(Box annotations for photos)

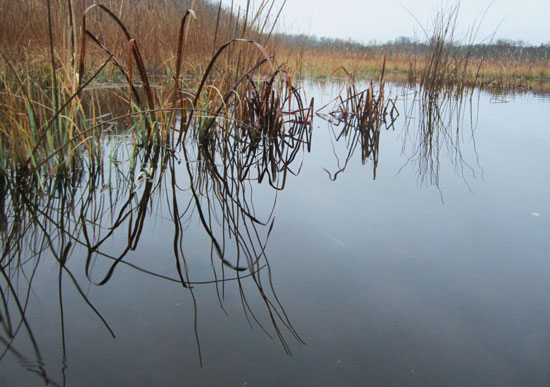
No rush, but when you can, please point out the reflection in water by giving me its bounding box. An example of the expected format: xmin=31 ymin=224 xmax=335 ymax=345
xmin=0 ymin=82 xmax=313 ymax=385
xmin=317 ymin=76 xmax=399 ymax=181
xmin=402 ymin=88 xmax=480 ymax=188
xmin=0 ymin=78 xmax=500 ymax=385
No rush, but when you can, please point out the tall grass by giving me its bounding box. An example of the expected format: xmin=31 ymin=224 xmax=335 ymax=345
xmin=0 ymin=0 xmax=296 ymax=180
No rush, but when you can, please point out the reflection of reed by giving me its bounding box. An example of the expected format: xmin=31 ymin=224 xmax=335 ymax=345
xmin=0 ymin=79 xmax=312 ymax=385
xmin=403 ymin=89 xmax=477 ymax=192
xmin=317 ymin=73 xmax=399 ymax=181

What the task requires
Reproduce every line of the items above word for word, omitting the pictures.

Exercise answer
No rush, but when you can, please point out the reflection in water by giving me its bounding box. An example of the expected format: xmin=31 ymin=224 xmax=335 ymax=345
xmin=0 ymin=82 xmax=313 ymax=385
xmin=317 ymin=76 xmax=399 ymax=181
xmin=402 ymin=88 xmax=480 ymax=188
xmin=0 ymin=78 xmax=500 ymax=385
No rush, but when you can, please point out the tall grass by giving me its bounding box. An example of the expected format: xmin=31 ymin=224 xmax=335 ymax=345
xmin=0 ymin=0 xmax=296 ymax=180
No rush, but when you can, please point out the reflection of reed by giving me its bounding box. An example of the expected format: xmin=31 ymin=224 xmax=335 ymax=345
xmin=0 ymin=79 xmax=312 ymax=385
xmin=403 ymin=89 xmax=477 ymax=192
xmin=317 ymin=73 xmax=399 ymax=181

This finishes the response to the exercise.